[Start Exercise materials]
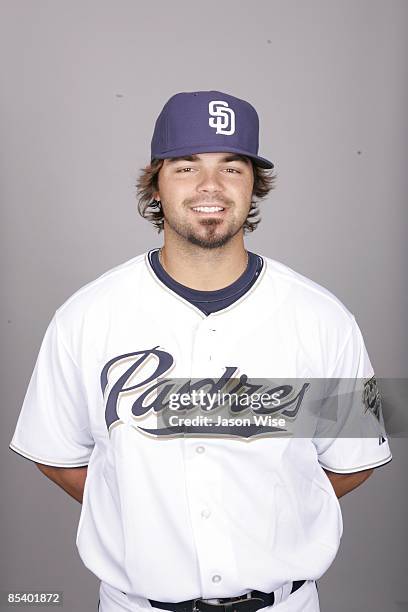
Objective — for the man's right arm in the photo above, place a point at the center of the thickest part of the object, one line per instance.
(72, 480)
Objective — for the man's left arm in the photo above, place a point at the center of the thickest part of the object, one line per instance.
(344, 483)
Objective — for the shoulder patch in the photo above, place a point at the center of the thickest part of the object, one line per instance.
[End Exercise materials]
:: What the exercise asks ::
Convert the lines of the records above into a JSON list of strings, one string per line, skipping blank lines and omitting the pictures.

:: Answer ::
[
  "Objective — for the man's right arm in the photo above, place a point at the center of the thickest part of the object, one line per instance.",
  "(72, 480)",
  "Objective — for the man's left arm in the photo above, place a point at the center of the thickest part of the object, one line per instance.",
  "(344, 483)",
  "Objective — for the shoulder patch in the photo above, place a point at the center of the thickest part of the object, one line per instance."
]